━━ Data shown ━━

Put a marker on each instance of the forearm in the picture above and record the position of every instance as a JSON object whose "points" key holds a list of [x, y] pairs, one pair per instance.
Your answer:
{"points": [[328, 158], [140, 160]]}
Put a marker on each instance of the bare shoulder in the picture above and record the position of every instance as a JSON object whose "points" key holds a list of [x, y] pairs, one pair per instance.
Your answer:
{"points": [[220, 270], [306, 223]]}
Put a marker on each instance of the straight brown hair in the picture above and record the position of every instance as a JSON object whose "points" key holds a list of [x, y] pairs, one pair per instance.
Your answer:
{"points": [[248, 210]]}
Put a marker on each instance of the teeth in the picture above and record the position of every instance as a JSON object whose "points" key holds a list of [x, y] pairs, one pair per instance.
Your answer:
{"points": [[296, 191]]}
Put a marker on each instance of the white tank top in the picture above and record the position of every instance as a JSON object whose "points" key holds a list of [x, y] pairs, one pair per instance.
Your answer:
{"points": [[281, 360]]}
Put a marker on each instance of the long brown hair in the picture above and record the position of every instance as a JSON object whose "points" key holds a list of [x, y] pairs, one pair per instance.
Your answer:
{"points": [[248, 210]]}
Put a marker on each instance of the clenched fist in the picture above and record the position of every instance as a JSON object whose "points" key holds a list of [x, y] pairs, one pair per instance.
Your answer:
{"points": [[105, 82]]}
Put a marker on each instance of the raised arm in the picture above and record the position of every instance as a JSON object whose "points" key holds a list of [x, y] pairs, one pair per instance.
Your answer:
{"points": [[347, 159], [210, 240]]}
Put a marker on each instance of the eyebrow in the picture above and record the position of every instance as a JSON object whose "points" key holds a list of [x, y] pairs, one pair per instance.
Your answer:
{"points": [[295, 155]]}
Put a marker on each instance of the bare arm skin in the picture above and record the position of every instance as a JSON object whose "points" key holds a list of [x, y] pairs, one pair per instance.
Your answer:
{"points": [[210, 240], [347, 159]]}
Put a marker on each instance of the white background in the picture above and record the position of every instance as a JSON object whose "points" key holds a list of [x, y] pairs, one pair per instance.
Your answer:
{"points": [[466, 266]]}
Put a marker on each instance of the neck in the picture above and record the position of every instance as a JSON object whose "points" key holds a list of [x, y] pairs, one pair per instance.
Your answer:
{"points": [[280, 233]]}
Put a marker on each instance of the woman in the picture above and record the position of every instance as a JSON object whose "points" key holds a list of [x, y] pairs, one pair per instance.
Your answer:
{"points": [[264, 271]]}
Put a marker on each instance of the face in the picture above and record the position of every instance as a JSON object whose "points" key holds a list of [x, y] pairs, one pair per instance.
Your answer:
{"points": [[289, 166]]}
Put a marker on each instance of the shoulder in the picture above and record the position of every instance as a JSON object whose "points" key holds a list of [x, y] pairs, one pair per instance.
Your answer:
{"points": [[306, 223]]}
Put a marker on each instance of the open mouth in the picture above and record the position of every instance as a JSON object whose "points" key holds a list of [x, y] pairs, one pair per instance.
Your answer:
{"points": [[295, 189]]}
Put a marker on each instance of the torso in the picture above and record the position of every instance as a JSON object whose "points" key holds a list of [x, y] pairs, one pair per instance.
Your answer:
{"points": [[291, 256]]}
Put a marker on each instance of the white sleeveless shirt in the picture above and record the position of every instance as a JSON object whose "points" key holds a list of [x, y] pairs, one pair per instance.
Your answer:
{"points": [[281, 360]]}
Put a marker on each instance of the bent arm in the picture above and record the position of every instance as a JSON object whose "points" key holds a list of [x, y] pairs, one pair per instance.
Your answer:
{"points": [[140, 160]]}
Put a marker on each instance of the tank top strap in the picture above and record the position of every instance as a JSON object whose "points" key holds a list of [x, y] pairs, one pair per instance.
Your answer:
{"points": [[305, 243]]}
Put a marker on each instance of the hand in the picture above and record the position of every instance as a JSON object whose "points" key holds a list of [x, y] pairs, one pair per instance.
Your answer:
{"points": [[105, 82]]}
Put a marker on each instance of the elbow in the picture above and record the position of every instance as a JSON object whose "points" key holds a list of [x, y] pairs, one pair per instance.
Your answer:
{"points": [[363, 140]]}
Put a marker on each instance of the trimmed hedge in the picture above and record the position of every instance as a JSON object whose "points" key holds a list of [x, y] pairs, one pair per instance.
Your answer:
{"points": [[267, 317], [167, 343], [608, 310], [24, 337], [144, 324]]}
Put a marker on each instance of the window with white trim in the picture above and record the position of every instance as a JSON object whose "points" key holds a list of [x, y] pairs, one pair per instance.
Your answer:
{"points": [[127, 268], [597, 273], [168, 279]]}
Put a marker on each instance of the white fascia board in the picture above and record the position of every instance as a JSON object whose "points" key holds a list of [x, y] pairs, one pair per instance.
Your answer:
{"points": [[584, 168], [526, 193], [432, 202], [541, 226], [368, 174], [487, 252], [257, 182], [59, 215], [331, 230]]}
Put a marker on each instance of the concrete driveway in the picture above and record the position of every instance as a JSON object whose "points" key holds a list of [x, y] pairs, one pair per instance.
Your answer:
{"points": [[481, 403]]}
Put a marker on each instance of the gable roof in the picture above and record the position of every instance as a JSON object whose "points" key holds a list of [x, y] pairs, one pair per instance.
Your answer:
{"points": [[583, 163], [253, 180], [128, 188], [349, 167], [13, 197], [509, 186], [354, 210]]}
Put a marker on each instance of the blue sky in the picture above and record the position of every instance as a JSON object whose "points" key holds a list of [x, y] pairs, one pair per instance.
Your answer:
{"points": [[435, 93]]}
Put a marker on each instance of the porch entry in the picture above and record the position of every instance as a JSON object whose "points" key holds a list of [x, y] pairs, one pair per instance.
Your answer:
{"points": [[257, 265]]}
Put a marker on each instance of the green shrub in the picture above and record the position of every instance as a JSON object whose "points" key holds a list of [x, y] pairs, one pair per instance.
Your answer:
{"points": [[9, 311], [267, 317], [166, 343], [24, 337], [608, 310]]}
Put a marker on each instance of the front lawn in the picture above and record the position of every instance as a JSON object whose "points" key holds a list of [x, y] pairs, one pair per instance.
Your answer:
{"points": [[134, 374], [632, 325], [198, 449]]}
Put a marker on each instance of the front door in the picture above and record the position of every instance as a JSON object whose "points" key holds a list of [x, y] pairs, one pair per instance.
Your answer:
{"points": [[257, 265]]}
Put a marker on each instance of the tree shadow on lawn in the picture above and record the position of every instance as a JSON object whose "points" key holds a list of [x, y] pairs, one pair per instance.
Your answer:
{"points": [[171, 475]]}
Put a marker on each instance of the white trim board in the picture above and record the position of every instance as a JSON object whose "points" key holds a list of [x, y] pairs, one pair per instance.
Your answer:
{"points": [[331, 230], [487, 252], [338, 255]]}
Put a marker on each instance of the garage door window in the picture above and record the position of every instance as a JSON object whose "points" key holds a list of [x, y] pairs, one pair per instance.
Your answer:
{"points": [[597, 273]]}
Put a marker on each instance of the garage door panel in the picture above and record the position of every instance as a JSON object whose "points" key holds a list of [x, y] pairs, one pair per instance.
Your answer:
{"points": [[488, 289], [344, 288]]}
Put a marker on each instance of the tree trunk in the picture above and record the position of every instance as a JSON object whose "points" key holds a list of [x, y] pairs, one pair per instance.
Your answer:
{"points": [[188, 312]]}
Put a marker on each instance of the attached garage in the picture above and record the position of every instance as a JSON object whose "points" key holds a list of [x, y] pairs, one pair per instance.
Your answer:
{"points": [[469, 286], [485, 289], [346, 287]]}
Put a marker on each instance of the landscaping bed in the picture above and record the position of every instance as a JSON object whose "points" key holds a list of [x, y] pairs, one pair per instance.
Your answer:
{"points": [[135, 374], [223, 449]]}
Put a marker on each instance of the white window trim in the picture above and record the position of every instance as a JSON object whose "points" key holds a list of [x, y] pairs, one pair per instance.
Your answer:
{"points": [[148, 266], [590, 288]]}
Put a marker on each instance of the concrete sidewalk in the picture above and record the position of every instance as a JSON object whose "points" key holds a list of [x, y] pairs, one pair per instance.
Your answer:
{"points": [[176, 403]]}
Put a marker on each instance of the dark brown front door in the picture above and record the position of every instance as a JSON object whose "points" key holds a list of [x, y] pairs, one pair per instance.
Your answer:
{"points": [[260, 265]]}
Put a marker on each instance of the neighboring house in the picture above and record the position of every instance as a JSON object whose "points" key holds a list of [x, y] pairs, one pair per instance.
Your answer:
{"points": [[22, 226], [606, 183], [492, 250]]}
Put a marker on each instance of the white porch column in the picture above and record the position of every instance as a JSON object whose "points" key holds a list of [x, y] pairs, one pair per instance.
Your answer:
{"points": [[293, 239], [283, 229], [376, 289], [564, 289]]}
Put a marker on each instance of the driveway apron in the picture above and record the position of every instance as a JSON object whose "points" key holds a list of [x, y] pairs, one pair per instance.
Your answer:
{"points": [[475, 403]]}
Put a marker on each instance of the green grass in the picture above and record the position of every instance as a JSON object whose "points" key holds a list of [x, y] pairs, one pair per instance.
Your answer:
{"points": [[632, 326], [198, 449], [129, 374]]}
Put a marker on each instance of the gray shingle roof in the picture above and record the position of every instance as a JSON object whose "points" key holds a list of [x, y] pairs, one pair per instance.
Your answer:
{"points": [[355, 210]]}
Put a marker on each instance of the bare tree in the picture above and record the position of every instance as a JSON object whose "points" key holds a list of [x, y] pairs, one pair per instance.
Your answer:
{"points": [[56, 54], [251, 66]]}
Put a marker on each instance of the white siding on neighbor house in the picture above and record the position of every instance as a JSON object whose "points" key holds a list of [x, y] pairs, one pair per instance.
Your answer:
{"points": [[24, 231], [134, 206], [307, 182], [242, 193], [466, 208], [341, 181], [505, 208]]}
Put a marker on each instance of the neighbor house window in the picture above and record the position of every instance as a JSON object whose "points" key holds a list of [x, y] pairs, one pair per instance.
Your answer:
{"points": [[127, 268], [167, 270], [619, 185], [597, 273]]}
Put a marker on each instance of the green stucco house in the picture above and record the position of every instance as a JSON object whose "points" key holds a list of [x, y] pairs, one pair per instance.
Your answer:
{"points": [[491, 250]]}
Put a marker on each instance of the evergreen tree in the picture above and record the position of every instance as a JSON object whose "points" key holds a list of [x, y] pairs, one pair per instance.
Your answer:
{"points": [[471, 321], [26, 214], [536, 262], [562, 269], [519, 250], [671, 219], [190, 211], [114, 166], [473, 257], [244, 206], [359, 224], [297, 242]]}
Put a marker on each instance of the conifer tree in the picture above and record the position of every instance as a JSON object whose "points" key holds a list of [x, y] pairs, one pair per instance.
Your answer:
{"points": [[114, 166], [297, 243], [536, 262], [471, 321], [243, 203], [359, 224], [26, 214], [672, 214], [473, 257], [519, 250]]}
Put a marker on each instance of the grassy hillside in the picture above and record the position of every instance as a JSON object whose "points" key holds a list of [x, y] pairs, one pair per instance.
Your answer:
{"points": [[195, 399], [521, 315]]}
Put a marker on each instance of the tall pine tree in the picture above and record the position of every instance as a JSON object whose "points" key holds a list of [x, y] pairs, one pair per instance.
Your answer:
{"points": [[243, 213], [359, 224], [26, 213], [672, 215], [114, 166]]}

━━━

Exercise prompt: Tally the lines above in which the string "front" occurs, and give the total with nothing added.

Worked solution: 3